-- REQUEST A --
In the selected text on religion and meaning, what is named as the essence of all religions?

-- SELECTED TEXT --

** BEGIN **

The salience of beliefs (naturalistic or religious) largely determines which attribution will be made; in situations of high uncertainty or imminent danger, religious attributions are more likely to be made (Gorsuch & Smith 1983; Hertog & Gow 2005; Park 2005). Attributions are made to help people maintain their sense of control and meaning (Pargament & Hahn 1986). In the previous example of financial misfortune, transcendence would be achieved by a belief such as 'God is in absolute control and He has a bigger plan with my life'. The beliefs and attributions help people to cope with anxiety and create meaning. All religious coping mechanisms have the same purpose: the enhancement of significance (meaning) (Pargament 1997). Religious coping is more likely to be found in individuals who are more religiously committed and involved and have fewer other non-religious alternatives and resources available.
Religious pathways vary in their importance and embeddedness in peoples' lives (Pargament 1997). The relationship between religiousness and a sense of meaning is apparent, but the strength of the relation is modest and linked to different ways of being religious:
Extrinsic religiousness is utilitarian and self-serving as the focus is on what it offers, namely support for one's preferred life style. This type of religiousness is inversely related to sense of meaning in life and mental health (Park 2005; Argyle 2000; Pargament 1997).
Intrinsic religiousness centres on God as the source of meaning and purpose. The motive to live, according to God's will, permeates the believer's whole life, provides a framework for meaning and is associated with high selfesteem and a positive image of God (Park 2005; Argyle 2000).
Religion as quest is largely a cognitive path within which there is a persistent search for truth, coupled with an acceptance that absolute truth may never be found. People with a quest orientation sincerely confront the difficulties of existential problems, while simultaneously refusing to accept pat answers. There are mixed findings regarding the effects of a quest orientation (Pargament 1997). Uncertainty may lead to depression and anxiety, but may also be rewarding, as it provides an impetus for progression on a spiritual journey that may lead to the development of personal beliefs in response to the challenges of life (Miller & Kelley 2006).
Religion sets a more or less clear path for spiritual growth. According to Emmons (2006:65), '[p]eople are spiritual to the degree to which they are trying to know, find, experience, or relate to what they perceive as sacred'. Thus, spirituality is the essence of all religions (Dreyer 2003; Rassool 2000). Irrespective of the dogmatic differences between religions, religious belief systems provide their adherents with integrated global meaning systems which are incorporated in their worldviews (Ozorak 2005; Park 2005; Koltko-Rivera 2004; Pyysiäinen 2003).

** END **

-- MATERIAL SUPPLIED --
** BEGIN **

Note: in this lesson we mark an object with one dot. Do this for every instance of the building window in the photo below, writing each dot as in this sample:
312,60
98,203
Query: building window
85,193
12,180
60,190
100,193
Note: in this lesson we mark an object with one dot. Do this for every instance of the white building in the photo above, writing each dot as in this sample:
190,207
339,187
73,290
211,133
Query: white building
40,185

** END **

-- REQUEST B --
Reproduce the listing above with every "lesson" swapped for "exercise", leaving everything else as it is.

-- EXPECTED ANSWER A --
Spirituality.

-- EXPECTED ANSWER B --
Note: in this exercise we mark an object with one dot. Do this for every instance of the building window in the photo below, writing each dot as in this sample:
312,60
98,203
Query: building window
85,193
12,180
60,190
100,193
Note: in this exercise we mark an object with one dot. Do this for every instance of the white building in the photo above, writing each dot as in this sample:
190,207
339,187
73,290
211,133
Query: white building
40,185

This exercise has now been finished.